[RECORDS FOR PROCESSING]

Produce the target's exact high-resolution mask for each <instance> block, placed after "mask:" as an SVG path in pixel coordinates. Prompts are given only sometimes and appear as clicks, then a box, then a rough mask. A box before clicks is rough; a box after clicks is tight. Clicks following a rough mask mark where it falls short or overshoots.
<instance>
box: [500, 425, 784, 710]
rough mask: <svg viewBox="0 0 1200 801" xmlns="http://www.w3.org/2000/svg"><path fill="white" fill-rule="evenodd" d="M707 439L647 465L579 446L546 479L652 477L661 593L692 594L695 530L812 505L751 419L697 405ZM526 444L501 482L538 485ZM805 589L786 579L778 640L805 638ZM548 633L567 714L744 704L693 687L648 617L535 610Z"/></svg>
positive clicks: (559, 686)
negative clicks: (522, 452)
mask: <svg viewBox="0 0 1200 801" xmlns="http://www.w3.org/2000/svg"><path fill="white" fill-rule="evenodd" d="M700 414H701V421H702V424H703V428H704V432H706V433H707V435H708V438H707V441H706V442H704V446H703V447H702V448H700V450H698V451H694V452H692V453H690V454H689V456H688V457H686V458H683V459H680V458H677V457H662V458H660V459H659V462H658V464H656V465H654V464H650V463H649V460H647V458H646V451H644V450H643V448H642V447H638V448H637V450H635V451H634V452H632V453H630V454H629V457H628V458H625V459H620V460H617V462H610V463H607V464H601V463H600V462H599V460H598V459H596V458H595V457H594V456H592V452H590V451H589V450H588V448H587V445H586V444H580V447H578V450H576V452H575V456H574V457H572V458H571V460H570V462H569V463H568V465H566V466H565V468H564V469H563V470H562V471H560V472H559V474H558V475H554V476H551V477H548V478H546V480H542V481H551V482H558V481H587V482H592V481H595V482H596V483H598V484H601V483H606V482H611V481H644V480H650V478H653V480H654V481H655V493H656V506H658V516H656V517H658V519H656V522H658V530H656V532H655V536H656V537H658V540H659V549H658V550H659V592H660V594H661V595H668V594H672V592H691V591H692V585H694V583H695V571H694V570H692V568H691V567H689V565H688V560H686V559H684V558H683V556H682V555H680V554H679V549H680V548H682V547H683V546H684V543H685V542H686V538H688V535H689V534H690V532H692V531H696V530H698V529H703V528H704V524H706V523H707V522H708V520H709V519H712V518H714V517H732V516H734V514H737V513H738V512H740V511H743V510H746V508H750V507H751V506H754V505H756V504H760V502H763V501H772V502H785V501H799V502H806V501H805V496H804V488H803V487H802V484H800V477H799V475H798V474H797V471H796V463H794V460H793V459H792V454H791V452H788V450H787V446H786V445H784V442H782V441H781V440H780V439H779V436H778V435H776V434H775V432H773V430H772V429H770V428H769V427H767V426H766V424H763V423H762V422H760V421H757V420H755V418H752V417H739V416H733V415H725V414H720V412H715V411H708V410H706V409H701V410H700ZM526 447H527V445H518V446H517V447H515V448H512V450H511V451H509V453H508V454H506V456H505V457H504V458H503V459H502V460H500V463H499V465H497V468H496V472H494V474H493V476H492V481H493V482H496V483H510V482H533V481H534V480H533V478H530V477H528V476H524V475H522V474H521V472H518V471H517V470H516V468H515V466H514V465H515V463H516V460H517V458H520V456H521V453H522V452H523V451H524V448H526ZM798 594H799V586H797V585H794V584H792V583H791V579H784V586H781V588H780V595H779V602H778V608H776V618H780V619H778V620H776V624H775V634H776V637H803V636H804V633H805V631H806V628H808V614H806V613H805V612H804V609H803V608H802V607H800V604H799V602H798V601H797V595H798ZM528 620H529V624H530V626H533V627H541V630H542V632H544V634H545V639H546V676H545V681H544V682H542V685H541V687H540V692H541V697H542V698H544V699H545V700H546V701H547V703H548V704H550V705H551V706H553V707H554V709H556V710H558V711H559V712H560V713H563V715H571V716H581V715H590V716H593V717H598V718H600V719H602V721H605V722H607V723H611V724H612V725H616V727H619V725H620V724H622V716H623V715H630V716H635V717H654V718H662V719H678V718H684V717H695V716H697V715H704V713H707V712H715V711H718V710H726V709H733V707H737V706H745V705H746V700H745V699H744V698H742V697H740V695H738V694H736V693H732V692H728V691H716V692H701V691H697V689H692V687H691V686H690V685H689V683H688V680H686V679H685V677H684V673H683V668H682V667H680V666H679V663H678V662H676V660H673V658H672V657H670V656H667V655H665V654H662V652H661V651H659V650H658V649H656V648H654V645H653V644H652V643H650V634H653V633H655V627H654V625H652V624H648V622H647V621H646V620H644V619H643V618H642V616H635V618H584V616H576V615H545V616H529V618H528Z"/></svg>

[/RECORDS FOR PROCESSING]

#### HOW TO COMPLETE THIS TASK:
Rewrite the records above, replacing "negative clicks" with "exclude clicks" and leaving everything else unchanged.

#### WRITTEN SOLUTION:
Produce the target's exact high-resolution mask for each <instance> block, placed after "mask:" as an SVG path in pixel coordinates. Prompts are given only sometimes and appear as clicks, then a box, then a rough mask. A box before clicks is rough; a box after clicks is tight. Clicks following a rough mask mark where it falls short or overshoots.
<instance>
box: [500, 425, 784, 710]
rough mask: <svg viewBox="0 0 1200 801" xmlns="http://www.w3.org/2000/svg"><path fill="white" fill-rule="evenodd" d="M707 439L647 465L579 446L546 479L652 477L661 593L692 594L695 530L812 505L751 419L697 405ZM526 444L501 482L538 485ZM805 589L786 579L778 640L805 638ZM548 633L567 714L744 704L693 687L648 617L535 610Z"/></svg>
positive clicks: (559, 686)
exclude clicks: (522, 452)
mask: <svg viewBox="0 0 1200 801" xmlns="http://www.w3.org/2000/svg"><path fill="white" fill-rule="evenodd" d="M700 414H701V421H702V424H703V428H704V432H706V433H707V435H708V438H707V441H706V442H704V446H703V447H702V448H700V450H698V451H694V452H692V453H690V454H689V456H688V457H686V458H683V459H680V458H677V457H662V458H660V459H659V462H658V464H656V465H654V464H650V463H649V460H647V458H646V451H644V450H643V448H642V447H638V448H637V450H635V451H634V452H632V453H630V454H629V457H628V458H625V459H620V460H617V462H610V463H607V464H601V463H600V462H599V460H598V459H596V458H595V457H594V456H592V452H590V451H589V450H588V448H587V445H586V444H580V447H578V450H576V452H575V456H574V457H572V458H571V460H570V462H569V463H568V465H566V466H565V468H564V469H563V470H562V471H560V472H559V474H558V475H554V476H551V477H548V478H546V480H542V481H551V482H558V481H587V482H592V481H595V482H596V483H598V484H601V483H606V482H611V481H644V480H650V478H653V480H654V481H655V493H656V506H658V516H656V517H658V519H656V522H658V530H656V532H655V536H656V537H658V540H659V549H658V550H659V592H660V594H661V595H668V594H672V592H691V591H692V585H694V583H695V571H694V570H692V568H691V567H689V565H688V560H686V559H684V558H683V556H682V555H680V554H679V549H680V548H682V547H683V546H684V543H685V542H686V538H688V535H689V534H690V532H692V531H696V530H698V529H703V528H704V524H706V523H707V522H708V520H709V519H712V518H714V517H732V516H734V514H737V513H738V512H740V511H743V510H746V508H750V507H751V506H754V505H756V504H760V502H763V501H772V502H785V501H799V502H806V501H805V496H804V488H803V487H802V484H800V477H799V475H798V474H797V471H796V463H794V460H793V459H792V454H791V452H788V450H787V446H786V445H784V442H782V441H781V440H780V439H779V436H778V435H776V434H775V432H773V430H772V429H770V428H769V427H767V426H766V424H763V423H762V422H760V421H757V420H755V418H752V417H739V416H733V415H725V414H720V412H715V411H708V410H706V409H701V410H700ZM526 447H527V445H518V446H517V447H515V448H512V450H511V451H509V453H508V454H506V456H505V457H504V458H503V459H502V460H500V463H499V465H497V468H496V472H494V474H493V476H492V481H493V482H496V483H510V482H533V481H534V480H533V478H530V477H528V476H524V475H522V474H521V472H518V471H517V470H516V468H515V466H514V465H515V463H516V460H517V458H520V456H521V453H522V452H523V451H524V448H526ZM798 594H799V586H797V585H794V584H792V583H791V579H784V586H781V588H780V595H779V602H778V608H776V618H780V619H778V620H776V624H775V634H776V637H803V636H804V633H805V631H806V628H808V614H806V613H805V612H804V609H803V608H802V607H800V604H799V602H798V601H797V595H798ZM528 620H529V624H530V626H533V627H541V630H542V632H544V634H545V639H546V676H545V681H544V682H542V685H541V687H540V692H541V697H542V698H544V699H545V700H546V701H547V703H548V704H550V705H551V706H553V707H554V709H556V710H558V711H559V712H560V713H563V715H571V716H581V715H590V716H593V717H598V718H600V719H602V721H605V722H607V723H611V724H612V725H616V727H619V725H620V724H622V716H623V715H630V716H635V717H654V718H662V719H678V718H684V717H695V716H697V715H704V713H707V712H715V711H718V710H726V709H733V707H737V706H745V705H746V700H745V699H744V698H742V697H740V695H738V694H736V693H732V692H728V691H716V692H701V691H697V689H692V687H691V686H690V685H689V683H688V680H686V679H685V677H684V673H683V668H682V667H680V666H679V663H678V662H676V660H673V658H672V657H670V656H667V655H665V654H662V652H661V651H659V650H658V649H656V648H654V645H653V644H652V643H650V634H653V633H655V627H654V625H652V624H648V622H647V621H646V620H644V619H643V618H642V616H635V618H584V616H576V615H545V616H529V618H528Z"/></svg>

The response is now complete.